------ SUPPLIED INFORMATION ------

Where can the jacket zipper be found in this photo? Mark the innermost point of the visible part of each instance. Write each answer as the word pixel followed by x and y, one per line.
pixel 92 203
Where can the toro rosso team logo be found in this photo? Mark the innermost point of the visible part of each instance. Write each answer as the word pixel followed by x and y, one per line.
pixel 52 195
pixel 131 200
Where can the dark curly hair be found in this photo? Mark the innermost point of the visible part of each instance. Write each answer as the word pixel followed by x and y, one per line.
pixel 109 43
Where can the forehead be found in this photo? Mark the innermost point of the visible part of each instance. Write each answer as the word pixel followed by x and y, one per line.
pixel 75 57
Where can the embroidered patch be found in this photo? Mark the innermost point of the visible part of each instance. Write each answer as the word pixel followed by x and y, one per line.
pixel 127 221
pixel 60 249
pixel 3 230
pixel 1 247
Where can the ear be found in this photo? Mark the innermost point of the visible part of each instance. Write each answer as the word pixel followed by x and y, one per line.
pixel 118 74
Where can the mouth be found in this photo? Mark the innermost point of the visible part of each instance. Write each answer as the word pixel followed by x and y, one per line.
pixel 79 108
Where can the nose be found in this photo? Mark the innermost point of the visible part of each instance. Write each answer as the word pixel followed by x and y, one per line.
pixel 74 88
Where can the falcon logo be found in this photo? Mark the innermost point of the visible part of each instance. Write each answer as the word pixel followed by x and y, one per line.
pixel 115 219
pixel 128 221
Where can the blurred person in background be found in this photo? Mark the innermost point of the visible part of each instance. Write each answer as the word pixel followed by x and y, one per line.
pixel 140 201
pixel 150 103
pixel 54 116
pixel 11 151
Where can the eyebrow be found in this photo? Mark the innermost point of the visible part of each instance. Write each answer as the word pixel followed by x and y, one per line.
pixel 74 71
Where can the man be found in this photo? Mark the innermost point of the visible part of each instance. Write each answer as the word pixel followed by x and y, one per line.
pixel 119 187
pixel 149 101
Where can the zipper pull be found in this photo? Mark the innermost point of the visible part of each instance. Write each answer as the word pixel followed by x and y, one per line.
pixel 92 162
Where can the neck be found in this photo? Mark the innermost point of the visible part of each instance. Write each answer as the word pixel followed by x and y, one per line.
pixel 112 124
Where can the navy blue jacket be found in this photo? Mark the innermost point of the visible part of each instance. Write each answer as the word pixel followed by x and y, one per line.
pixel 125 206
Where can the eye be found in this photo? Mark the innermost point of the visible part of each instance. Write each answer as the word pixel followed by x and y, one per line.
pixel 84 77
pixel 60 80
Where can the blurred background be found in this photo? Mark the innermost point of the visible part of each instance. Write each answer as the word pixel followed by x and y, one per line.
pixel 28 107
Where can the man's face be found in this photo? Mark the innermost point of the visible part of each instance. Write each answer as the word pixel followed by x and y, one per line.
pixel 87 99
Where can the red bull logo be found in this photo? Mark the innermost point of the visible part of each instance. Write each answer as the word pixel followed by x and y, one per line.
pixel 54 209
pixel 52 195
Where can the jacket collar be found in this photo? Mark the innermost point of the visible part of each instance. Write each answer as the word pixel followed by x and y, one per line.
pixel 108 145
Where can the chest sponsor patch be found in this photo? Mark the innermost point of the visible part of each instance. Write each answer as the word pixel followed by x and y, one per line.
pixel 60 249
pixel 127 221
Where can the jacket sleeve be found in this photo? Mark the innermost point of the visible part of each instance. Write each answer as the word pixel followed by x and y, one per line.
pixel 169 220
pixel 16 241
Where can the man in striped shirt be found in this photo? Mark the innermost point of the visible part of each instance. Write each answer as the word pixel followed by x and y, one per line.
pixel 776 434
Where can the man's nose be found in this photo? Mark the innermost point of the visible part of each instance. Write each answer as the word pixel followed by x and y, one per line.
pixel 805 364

------

GOAL OF THE EXERCISE: A full, exact copy of the entries is required. Return it.

ANSWER SPACE:
Where can the jacket zipper be found in this photo? Mark the innermost point of the visible part of each instance. Write each answer as the word pixel followed by x and y, one per line.
pixel 92 203
Where can the toro rosso team logo be found in this photo? Mark the innermost point of the visible part of each instance. Write each answer as the word pixel followed by x and y, one per line.
pixel 52 195
pixel 131 200
Where can the dark curly hair be found in this photo? Mark the innermost point of the visible part of each instance. Write each answer as the word pixel followed by x and y, one per line.
pixel 109 43
Where can the forehead be found in this photo? Mark the innermost point of the visible part of each instance. Write each answer as the word pixel followed by x and y, one per line.
pixel 75 57
Where can the embroidered patch be found in this photo? Mark the innermost point of the visible part of each instance. Write each answer as the word pixel followed by x and y, one per line.
pixel 127 221
pixel 60 249
pixel 3 230
pixel 1 247
Where can the ear be found in this photo? Mark the innermost point of the visible part of each instance. Write each answer as the word pixel followed by x and y, one per line.
pixel 118 74
Where can the mouth be found in this photo? Mark the innermost point of the visible part of each instance. Write each answer as the word pixel followed by x and y, one per line.
pixel 79 108
Where can the nose be found in this photo? Mark the innermost point of the visible part of each instance. Write each answer as the word pixel followed by x and y, one per line.
pixel 74 88
Where can the falcon logo be found in this photo? Mark the innermost point of the visible part of each instance. Write each answer as the word pixel followed by x and y, one per line.
pixel 115 219
pixel 128 221
Where can the blurred person in background be found in this photo? Mark the innermost point of the visible part of each instance. Write each answer as the word pixel followed by x and y, one per line.
pixel 140 201
pixel 150 103
pixel 54 116
pixel 11 151
Where can the eyebrow be found in this photo? Mark the innermost point of the visible part of each instance. Write each answer as the word pixel followed by x and y, one per line.
pixel 74 71
Where can the man be found in this photo? Mark the innermost point of the visible part of each instance. Write each answer as the word pixel followed by x and y, one per line.
pixel 119 187
pixel 149 101
Where can the zipper pull be found in this photo? Mark the innermost point of the visible part of each instance. Write each answer as the word pixel followed by x and y, one per line.
pixel 92 162
Where can the neck be found in this photo? Mark the innermost point of the visible part of each instance. Write each answer as the word pixel followed by x and y, one per line.
pixel 112 124
Where can the navy blue jacket be found in this photo? Mark the innermost point of the visible part of each instance. Write each answer as the word pixel followed by x and y, one per line.
pixel 125 206
Where can the eye be found in this photo? Mark the innermost point of the visible part of each instance. Write each answer as the word pixel followed by x and y, one per line.
pixel 84 77
pixel 60 80
Where can the blurred background be found in this photo? Mark the innermost point of the visible part of each instance. Write each answer as the word pixel followed by x and y, one per line.
pixel 28 107
Where can the man's face be found in this photo? Mark the innermost point of the visible part of each instance. Write each answer as the word pixel followed by x and y, one per line.
pixel 87 99
Where can the red bull logo be found in this photo? Mark the innermost point of the visible part of each instance. Write each answer as the word pixel followed by x and y, one per line.
pixel 54 209
pixel 52 195
Where can the jacket collar be found in this photo? Mark the innermost point of the visible part of each instance. Write each answer as the word pixel followed by x and y, one per line.
pixel 108 145
Where can the chest sponsor patch be found in this photo? Mark the innermost point of the visible part of each instance. Write each answer as the word pixel followed by x and y, one per line.
pixel 60 249
pixel 127 221
Where can the jacket sleeve be found in this photo? Mark the innermost point of the visible part of each instance. Write each answer as the word pixel followed by x and y, one per line.
pixel 169 220
pixel 16 241
Where can the man in striped shirt be found in this photo? Mark the innermost point of the visible part of each instance. Write each answer as the word pixel followed by x and y, one per line.
pixel 776 434
Where can the man's nose be found in this photo? Mark the innermost point of the visible part of each instance. Write each answer as the word pixel followed by x and y, one per line.
pixel 805 364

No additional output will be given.